Work request A
Answer these questions from the discussion of names and labels:
(i) What is the term for a name that describes attributes opposite to those of the person or thing it refers to?
(ii) What is the hypothesis that people tend to behave in a way that fits their name called?
(iii) Which publication is cited as confirming that Bernie Sanders's political views align with the Nordic model?
Work request B
Rewrite the discussion of names and labels between "For example, the" and "by The Economist.", inclusive, with "Nordic model" renamed to "Scandinavian model".
─── Text passage ───
1

For example, the Democratic People’s Republic of Korea which could be seen as neither democratic, republican or being for the people.

Or Bernie Sanders being called a democratic socialist when his political views align with the Nordic model and maybe social democracy as confirmed by The Economist.

Is this a kind of association fallacy?

It seems a bit thinner than that and the validity of the argument solely rests on the meaning of the word without verifying if the labelled corresponds to the label.

2

A name that aptly describes the person or thing it refers to is an aptronym; one which describes the opposite attributes is an inaptronym.

There is a hypothesis that when a person is named a certain way, they tend to behave in a way that fits their name; this is called nominative determinism. There does not seem to be a term describing the opposite idea; if you like, you might call it “nominative indeterminism”.

  • What would the "opposite idea" be? That behaviour of people is not related to the label that is imposed unto them (which could be called a kind of indetermism), or that people would behave in the opposite way to what implied in the label (eg, a person labeled a "Democrat" in the US context starts to oppose abortion rights and to support second ammendment rights because of being labeled a Democrat). The latter case would fall under "nominative determinism", although of a paradoxical kind of determination. – Luís Henrique Aug 4 '16 at 15:10
  • Thank you for bringing up these notions @George Law. What is a word to describe the fact of calling something red blue? Or the assumption made that someone is, say, a pilot because they said they were a pilot when they weren't necessarily one? – James P. Feb 1 '17 at 1:22
1

The fallacy might be in the nature of knowledge itself. From a scientific viewpoint, giving a name to something is not necessarily knowledge. This is the whole issue about classifications, e.g. in biology.

See the famous remark of Richard Feynman Names don't constitute knowledge.
─── Provided data ───
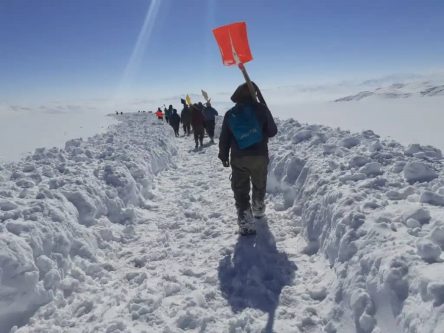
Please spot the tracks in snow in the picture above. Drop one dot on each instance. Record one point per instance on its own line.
───
Exercise solution A
(i) An inaptronym.
(ii) Nominative determinism.
(iii) The Economist.

Exercise solution B
For example, the Democratic People’s Republic of Korea which could be seen as neither democratic, republican or being for the people.

Or Bernie Sanders being called a democratic socialist when his political views align with the Scandinavian model and maybe social democracy as confirmed by The Economist.